Kedua, keterbatasan akan energi atau listrik. PLN tidak bisa menyediakan listrik untuk pabrik dengan kapasitas ratusan ribu Ton setahun. Mau tidak mau investor harus bangun pembangkit listrik sendiri ( IPP), Disamping investasinya besar dan juga tidak mudah mendapatkan fuel GAS. Maklum sebagian besar gas kita impor. Karena produksi LNG dalam negeri semua di ekspor. Umumnya hitungan investor menjadi tidak layak bila pembangun industri termasuk menyediakan sendiri listrik. Belum lagi untuk menjamin supply bahan baku, industri juga harus menyediakan sarana logistik berupa pelabuhan dan kapal. Jadi benar benar padat modal yang tentu akan memangkas IRR proyek. Kalau sudah begitu , investor lebih cenderung untuk jual bahan baku daripada pusing mengolahnya dengan investasi besar. Makanya pemain bisnis downstream tidak banyak di Indonesia walau peluangnya besar.

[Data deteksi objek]
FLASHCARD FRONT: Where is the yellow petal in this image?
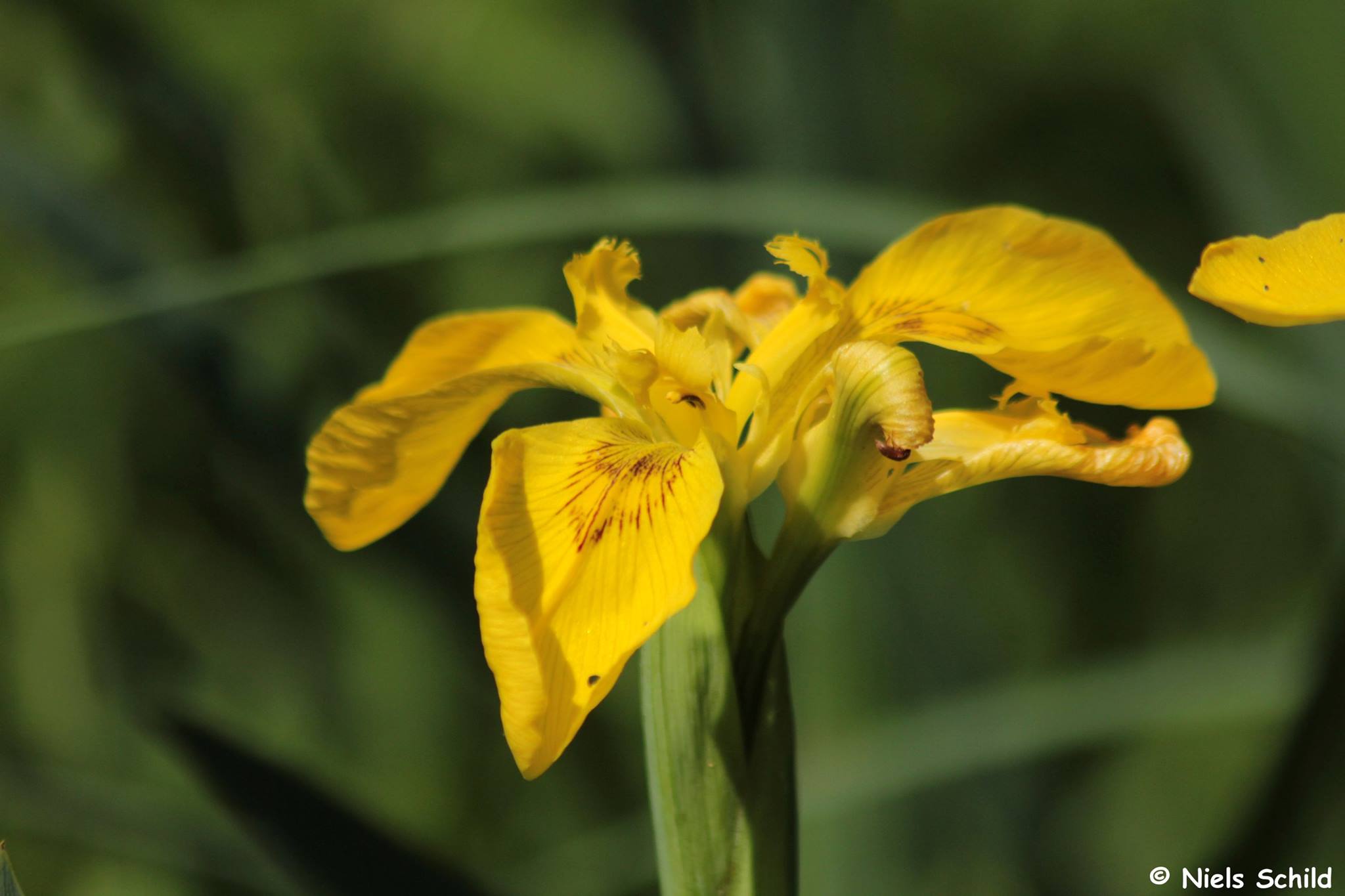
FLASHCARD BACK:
[659,289,756,357]
[780,341,933,540]
[565,239,657,351]
[1189,213,1345,326]
[304,310,619,551]
[856,399,1190,539]
[725,248,845,500]
[359,308,579,400]
[725,298,842,500]
[847,207,1214,408]
[733,274,799,348]
[476,419,722,778]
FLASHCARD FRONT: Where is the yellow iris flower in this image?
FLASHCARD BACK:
[305,207,1214,778]
[1189,213,1345,326]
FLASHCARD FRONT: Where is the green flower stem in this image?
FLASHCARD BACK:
[640,515,818,896]
[733,515,835,750]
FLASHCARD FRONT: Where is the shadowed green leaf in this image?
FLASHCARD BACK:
[0,840,23,896]
[167,717,485,896]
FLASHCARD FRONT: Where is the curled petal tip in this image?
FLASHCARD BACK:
[873,439,910,461]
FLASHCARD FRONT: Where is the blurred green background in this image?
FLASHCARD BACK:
[0,0,1345,896]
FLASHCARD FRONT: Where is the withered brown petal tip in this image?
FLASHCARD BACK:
[873,439,910,461]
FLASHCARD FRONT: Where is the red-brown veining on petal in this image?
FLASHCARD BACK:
[557,442,683,551]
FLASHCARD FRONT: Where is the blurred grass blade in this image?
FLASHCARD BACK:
[0,840,23,896]
[168,717,497,896]
[0,179,935,348]
[799,629,1310,822]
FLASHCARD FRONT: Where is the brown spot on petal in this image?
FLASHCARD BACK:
[873,439,910,461]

RINGKASAN TUGAS A ::
Jawab pertanyaan berikut berdasarkan teks tentang industri hilir:
(i) Apa yang terpaksa dibangun sendiri oleh investor karena PLN tidak sanggup memasok listrik?
(ii) Mengapa bahan bakar gas sulit diperoleh?
(iii) Sarana logistik apa yang harus disediakan industri untuk menjamin pasokan bahan baku?
RINGKASAN TUGAS B :: Lanjutkan teks tentang industri hilir mulai setelah kalimat terakhirnya.

HASIL TUGAS A ::
(i) Pembangkit listrik sendiri (IPP).
(ii) Sebagian besar gas diimpor karena seluruh produksi LNG dalam negeri diekspor.
(iii) Pelabuhan dan kapal.

HASIL TUGAS B ::
Ketiga , kurangnya insentif dari pemerintah. Walau masalah ini tidak begitu significant mendorong orang berinvestasi di downstream CPO namun bagaimanapun pengaruhnya cukup besar. Hanya di era sebelumnya insentif pemerintah belum begitu exciting. Baru di era Jokowi lah insentif itu mulai memberikan pengaruh besar. Salah satunya yang menjadi kesempatan untuk industri oleokimia adalah terbitnya regulasi kemudahan investasi melalui Peraturan Menteri Keuangan 35 tahun 2018 yang mengatur kemudahan fasilitas pengurangan pajak penghasilan badan alias tax holiday. Singkatnya, bila terdapat investasi baru dengan nilai diatas Rp 500 miliar, akan diberi kemudahan tax holiday sesuai jangka waktu yang diterapkan melalui PMK tersebut. Maklum investasi pada industri oleokimia memang menghabiskan biaya yang besar. Setidaknya dibutuhkan investasi Rp 10 miliar per ton untuk bangun oleokemia untuk produk fatty acid dan fatty alcohol.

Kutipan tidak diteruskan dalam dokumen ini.